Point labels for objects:
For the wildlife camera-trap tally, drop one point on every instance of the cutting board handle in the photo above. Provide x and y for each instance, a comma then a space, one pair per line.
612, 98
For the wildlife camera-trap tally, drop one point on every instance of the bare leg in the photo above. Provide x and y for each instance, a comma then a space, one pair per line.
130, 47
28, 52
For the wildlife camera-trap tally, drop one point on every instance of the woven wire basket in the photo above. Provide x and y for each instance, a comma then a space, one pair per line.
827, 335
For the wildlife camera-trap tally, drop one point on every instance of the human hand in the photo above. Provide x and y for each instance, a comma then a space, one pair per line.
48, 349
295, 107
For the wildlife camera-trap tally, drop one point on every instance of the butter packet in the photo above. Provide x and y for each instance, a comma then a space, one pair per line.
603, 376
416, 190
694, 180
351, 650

Written instruction:
Reproduce every one of the lines above verbatim, with no alterations.

Solution for this problem:
For the wildlife camera-trap tally, drop one point on every instance of the cutting board handle in the photo above. Provide x and y for each instance, a comma then a space, one pair per line.
612, 98
For the wildlife camera-trap tally, drop one point on every instance of the bare leg in the photo above. Provide x and y for each instance, a comma then a space, one pair per line.
130, 47
28, 52
For the wildlife camera-trap tally, drop one point on every instance of the woven wire basket in the photo above. Provide x and y for each instance, a comma then a space, one pair per line.
827, 335
For the wildlife camera-trap tally, drop one point on every instance of the human hand in the photo above. Provide x and y for each instance, a comma then a space, one pair per line.
48, 349
295, 107
For the wildlife camera-trap tally, drop one point on every instance of the butter packet in the photo above. Provide x and y for each instance, a comma then a space, one pair per line.
603, 376
416, 190
694, 180
351, 650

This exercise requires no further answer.